● Stored rows:
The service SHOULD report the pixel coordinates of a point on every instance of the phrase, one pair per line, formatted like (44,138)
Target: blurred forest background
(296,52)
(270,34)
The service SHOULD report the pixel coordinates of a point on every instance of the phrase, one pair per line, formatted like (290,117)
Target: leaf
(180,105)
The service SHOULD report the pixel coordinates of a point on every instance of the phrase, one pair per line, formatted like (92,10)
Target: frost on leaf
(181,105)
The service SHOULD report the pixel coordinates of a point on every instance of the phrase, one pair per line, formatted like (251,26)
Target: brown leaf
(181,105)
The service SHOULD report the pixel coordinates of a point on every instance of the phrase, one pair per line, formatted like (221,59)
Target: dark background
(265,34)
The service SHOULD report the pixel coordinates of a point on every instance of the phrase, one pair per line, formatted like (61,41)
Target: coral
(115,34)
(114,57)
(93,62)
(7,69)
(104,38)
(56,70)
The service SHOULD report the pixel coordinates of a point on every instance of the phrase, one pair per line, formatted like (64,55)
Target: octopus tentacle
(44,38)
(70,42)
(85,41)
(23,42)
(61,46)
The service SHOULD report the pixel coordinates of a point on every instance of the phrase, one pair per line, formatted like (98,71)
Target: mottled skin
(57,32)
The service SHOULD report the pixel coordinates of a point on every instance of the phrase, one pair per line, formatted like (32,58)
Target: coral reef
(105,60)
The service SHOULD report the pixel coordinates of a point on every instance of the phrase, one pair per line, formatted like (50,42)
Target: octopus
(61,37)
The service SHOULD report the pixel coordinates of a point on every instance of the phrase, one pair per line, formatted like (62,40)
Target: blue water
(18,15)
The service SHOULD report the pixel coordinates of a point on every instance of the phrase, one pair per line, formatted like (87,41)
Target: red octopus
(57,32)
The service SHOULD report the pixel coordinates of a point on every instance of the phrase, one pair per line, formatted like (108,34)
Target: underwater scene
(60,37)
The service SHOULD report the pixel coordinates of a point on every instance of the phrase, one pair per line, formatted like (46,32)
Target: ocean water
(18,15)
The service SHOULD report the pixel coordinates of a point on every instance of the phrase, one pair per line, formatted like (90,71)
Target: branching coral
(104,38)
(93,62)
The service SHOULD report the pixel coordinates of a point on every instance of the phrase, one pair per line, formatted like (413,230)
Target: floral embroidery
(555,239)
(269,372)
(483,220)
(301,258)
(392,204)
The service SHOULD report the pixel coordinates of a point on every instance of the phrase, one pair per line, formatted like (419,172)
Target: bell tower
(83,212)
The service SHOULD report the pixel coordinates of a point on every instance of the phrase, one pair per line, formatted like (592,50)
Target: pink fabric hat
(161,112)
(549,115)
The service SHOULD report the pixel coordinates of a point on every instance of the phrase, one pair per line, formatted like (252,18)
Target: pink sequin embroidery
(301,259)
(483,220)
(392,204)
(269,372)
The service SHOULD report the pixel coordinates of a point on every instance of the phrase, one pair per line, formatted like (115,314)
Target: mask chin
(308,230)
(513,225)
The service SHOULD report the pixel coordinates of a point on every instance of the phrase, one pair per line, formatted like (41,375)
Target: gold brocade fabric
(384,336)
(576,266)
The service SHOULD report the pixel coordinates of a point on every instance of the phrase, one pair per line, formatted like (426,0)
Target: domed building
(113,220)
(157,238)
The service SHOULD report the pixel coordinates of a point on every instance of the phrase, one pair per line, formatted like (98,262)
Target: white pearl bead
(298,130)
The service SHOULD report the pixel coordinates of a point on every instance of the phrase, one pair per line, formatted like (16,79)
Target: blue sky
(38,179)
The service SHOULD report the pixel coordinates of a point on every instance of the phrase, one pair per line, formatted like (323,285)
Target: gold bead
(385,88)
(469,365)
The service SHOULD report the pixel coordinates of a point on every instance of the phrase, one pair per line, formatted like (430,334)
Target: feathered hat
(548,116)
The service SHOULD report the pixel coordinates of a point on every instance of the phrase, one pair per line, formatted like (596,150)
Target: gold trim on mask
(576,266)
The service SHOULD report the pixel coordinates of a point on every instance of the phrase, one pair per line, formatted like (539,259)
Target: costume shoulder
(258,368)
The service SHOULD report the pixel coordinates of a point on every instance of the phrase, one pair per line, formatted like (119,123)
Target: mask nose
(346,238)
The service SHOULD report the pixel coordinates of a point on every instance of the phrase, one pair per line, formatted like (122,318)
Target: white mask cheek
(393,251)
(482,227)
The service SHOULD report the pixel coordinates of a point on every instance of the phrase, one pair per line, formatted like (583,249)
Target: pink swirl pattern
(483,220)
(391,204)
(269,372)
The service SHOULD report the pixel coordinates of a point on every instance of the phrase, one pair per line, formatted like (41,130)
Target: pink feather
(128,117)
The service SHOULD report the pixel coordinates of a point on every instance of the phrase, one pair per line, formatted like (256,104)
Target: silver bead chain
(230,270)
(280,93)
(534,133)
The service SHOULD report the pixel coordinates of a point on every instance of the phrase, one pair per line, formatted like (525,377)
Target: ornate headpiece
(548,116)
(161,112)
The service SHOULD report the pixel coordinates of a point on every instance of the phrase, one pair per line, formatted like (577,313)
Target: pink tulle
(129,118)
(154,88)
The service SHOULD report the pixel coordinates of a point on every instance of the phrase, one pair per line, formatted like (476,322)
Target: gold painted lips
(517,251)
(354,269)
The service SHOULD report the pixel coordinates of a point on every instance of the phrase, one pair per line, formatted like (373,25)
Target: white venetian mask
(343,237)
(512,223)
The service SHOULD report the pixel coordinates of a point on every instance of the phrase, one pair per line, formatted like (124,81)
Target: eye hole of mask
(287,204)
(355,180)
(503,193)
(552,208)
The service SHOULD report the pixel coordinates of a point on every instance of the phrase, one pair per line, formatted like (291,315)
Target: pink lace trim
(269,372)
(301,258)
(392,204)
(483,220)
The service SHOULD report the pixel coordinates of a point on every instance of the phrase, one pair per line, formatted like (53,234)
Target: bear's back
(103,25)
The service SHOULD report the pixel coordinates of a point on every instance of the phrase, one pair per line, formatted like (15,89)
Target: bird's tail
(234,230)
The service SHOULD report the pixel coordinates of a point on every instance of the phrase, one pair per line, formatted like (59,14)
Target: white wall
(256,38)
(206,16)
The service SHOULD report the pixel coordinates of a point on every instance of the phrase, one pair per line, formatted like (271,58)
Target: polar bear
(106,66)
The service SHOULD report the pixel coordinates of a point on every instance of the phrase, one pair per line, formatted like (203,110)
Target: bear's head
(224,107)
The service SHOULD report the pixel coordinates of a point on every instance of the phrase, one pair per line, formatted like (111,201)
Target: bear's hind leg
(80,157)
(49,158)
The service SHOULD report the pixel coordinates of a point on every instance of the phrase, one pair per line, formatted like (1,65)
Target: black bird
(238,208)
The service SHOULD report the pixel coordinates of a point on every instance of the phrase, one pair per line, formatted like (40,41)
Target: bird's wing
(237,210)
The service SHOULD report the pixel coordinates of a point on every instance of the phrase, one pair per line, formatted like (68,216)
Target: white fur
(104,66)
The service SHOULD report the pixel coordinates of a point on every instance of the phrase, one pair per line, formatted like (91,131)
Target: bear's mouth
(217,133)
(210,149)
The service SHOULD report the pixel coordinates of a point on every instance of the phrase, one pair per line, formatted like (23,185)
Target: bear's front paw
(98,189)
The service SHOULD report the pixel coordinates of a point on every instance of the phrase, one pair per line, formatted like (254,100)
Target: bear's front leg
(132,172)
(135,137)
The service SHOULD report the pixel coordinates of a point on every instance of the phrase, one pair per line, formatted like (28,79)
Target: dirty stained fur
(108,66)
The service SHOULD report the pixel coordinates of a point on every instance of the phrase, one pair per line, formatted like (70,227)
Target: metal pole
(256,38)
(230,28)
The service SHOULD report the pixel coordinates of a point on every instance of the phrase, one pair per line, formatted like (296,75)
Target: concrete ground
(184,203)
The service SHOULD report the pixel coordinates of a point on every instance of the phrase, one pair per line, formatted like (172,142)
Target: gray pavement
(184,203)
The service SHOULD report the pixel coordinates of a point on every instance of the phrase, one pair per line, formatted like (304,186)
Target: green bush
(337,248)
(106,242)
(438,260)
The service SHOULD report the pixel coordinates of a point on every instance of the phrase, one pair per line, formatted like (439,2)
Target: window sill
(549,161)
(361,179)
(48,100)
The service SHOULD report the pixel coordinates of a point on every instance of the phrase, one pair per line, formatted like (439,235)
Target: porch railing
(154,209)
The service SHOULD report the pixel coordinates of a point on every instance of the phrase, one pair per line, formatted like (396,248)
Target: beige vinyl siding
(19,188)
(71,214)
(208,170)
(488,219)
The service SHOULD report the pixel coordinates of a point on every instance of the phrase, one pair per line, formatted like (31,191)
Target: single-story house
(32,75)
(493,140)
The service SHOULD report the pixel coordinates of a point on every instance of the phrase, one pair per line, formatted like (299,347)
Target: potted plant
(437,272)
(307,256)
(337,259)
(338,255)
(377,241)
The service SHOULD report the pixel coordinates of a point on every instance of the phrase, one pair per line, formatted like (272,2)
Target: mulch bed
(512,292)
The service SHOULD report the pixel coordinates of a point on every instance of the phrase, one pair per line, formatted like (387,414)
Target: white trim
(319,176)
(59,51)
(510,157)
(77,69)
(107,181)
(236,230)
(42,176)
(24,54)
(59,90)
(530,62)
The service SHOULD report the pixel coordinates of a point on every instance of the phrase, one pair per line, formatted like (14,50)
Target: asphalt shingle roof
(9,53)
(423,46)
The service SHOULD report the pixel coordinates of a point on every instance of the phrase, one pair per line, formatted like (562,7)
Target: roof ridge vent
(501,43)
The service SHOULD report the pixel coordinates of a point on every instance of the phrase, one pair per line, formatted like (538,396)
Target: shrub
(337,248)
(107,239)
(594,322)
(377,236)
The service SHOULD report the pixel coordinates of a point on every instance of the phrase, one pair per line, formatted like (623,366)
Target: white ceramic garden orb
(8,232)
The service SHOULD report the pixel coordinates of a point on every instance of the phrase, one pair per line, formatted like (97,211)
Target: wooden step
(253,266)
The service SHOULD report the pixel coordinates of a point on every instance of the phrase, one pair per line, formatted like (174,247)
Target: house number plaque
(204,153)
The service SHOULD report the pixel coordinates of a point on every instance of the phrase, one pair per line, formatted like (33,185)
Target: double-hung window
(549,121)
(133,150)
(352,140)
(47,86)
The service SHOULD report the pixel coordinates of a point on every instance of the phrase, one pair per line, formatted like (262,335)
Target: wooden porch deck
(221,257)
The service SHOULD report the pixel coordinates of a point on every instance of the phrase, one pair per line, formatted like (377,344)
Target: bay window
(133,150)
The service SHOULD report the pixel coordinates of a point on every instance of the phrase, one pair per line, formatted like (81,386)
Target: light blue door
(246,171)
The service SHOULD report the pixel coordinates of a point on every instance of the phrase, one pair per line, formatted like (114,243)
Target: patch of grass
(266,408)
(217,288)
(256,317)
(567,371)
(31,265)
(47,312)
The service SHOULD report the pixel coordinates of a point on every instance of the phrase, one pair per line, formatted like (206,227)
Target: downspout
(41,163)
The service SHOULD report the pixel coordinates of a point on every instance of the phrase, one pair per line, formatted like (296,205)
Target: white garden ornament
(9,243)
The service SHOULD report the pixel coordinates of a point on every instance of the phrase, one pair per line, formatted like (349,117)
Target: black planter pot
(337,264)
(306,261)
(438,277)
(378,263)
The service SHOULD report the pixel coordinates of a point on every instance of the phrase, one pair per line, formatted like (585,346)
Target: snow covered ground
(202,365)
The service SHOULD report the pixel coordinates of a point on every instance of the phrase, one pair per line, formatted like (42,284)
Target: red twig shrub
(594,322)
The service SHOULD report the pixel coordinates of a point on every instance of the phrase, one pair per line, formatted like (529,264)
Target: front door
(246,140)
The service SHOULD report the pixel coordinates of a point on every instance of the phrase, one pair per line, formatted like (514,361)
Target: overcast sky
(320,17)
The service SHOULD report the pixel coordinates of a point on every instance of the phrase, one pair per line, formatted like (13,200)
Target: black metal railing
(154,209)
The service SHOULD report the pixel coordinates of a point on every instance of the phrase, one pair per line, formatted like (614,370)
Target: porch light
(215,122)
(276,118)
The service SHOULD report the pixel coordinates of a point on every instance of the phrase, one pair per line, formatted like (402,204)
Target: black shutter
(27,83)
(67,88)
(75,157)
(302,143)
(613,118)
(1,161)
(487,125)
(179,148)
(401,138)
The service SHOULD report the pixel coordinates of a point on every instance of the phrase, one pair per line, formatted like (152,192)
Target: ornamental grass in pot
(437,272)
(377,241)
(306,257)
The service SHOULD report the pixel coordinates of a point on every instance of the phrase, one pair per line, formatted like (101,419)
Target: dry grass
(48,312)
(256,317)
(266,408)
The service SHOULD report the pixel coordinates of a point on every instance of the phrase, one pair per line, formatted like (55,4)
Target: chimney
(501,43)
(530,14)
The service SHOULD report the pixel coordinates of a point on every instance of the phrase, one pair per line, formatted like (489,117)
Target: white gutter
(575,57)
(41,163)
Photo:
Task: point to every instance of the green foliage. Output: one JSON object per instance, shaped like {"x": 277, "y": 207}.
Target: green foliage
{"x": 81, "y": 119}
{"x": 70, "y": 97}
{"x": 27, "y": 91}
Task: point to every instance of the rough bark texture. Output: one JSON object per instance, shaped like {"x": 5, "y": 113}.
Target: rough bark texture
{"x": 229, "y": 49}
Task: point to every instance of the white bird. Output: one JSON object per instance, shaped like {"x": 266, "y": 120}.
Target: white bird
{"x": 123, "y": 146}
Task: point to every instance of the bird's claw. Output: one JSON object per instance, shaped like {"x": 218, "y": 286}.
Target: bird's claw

● Aim:
Repeat, without changes, every line from the one that contains "formatted like (529,264)" through the final line of the data.

● Result below:
The service SHOULD report the pixel coordinates of a point on every instance of the phrase, one pair per line, formatted like (529,264)
Target: front door
(246,140)
The service SHOULD report the pixel coordinates of a point on every instance of the phrase, one pair per line, formatted like (514,361)
Target: overcast sky
(320,17)
The service SHOULD report the pixel coordinates of a point on every instance of the phrase, one pair per line, formatted like (13,200)
Target: black metal railing
(154,209)
The service SHOULD report the pixel coordinates of a point on every instance of the phrase, one pair per line, formatted like (614,370)
Target: porch light
(215,122)
(276,118)
The service SHOULD report the pixel coordinates of a point on every instance of the phrase, one pair per line, formatted like (402,204)
Target: black shutter
(27,83)
(67,88)
(75,157)
(302,143)
(613,118)
(1,161)
(487,125)
(179,148)
(401,138)
The service SHOULD report the pixel coordinates of a point on every instance of the phrase, one pair per line, formatted like (152,192)
Target: ornamental grass in pot
(437,272)
(377,241)
(306,257)
The service SHOULD report the pixel coordinates of a point on every instance of the phrase, one pair per line, formatted like (101,419)
Target: dry grass
(48,312)
(256,317)
(266,408)
The service SHOULD report the pixel coordinates of a point on every instance of the phrase, one pair per line, formatted like (55,4)
Target: chimney
(501,43)
(530,14)
The service SHOULD report the pixel coordinates of a point on every instance of the phrase, one pair per line, formatted like (489,117)
Target: white gutter
(575,57)
(41,163)
Photo:
Task: point to every instance of the green foliage. Output: one JSON object per instance, shaped like {"x": 277, "y": 207}.
Target: green foliage
{"x": 81, "y": 119}
{"x": 70, "y": 97}
{"x": 27, "y": 91}
Task: point to every instance of the rough bark texture. Output: one JSON object per instance, shaped like {"x": 5, "y": 113}.
Target: rough bark texture
{"x": 229, "y": 49}
Task: point to every instance of the white bird. Output: one JSON object per instance, shaped like {"x": 266, "y": 120}.
Target: white bird
{"x": 123, "y": 146}
Task: point to every instance of the bird's claw. Output: one JSON object per instance, shaped like {"x": 218, "y": 286}.
Target: bird's claw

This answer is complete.